**What you are asked to do:** Return every one of the rows below line for line, with no changes, but leave out the pictures.

╭─ Input records

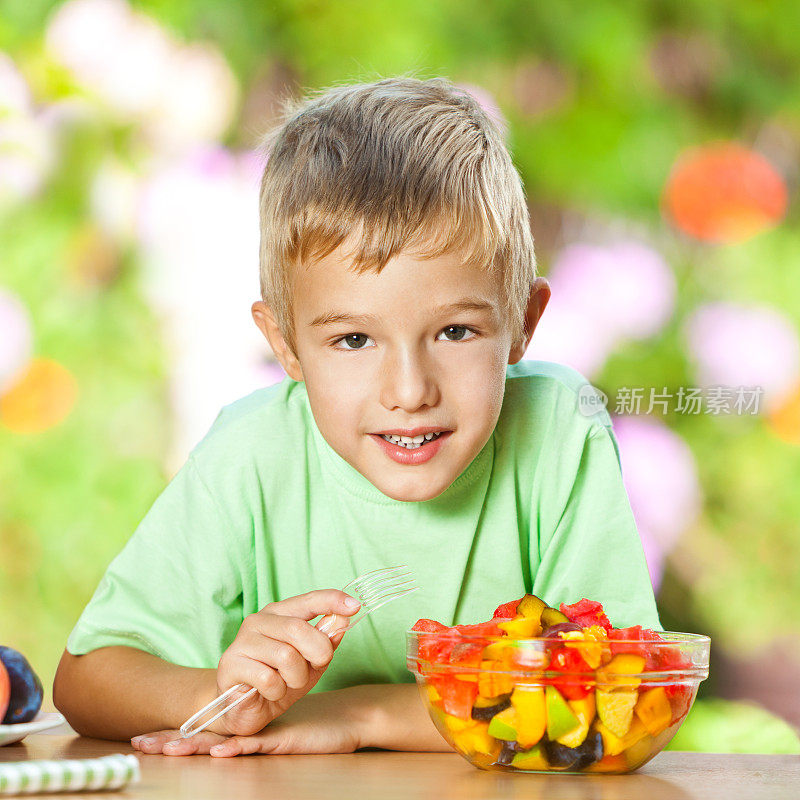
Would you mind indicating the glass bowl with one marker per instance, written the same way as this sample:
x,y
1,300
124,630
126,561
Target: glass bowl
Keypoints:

╰─

**Solution for this task:**
Would you mind indicating the glass bowl with one marker per instance, written the same way as this sample:
x,y
1,300
124,630
126,561
Target: glass bowl
Keypoints:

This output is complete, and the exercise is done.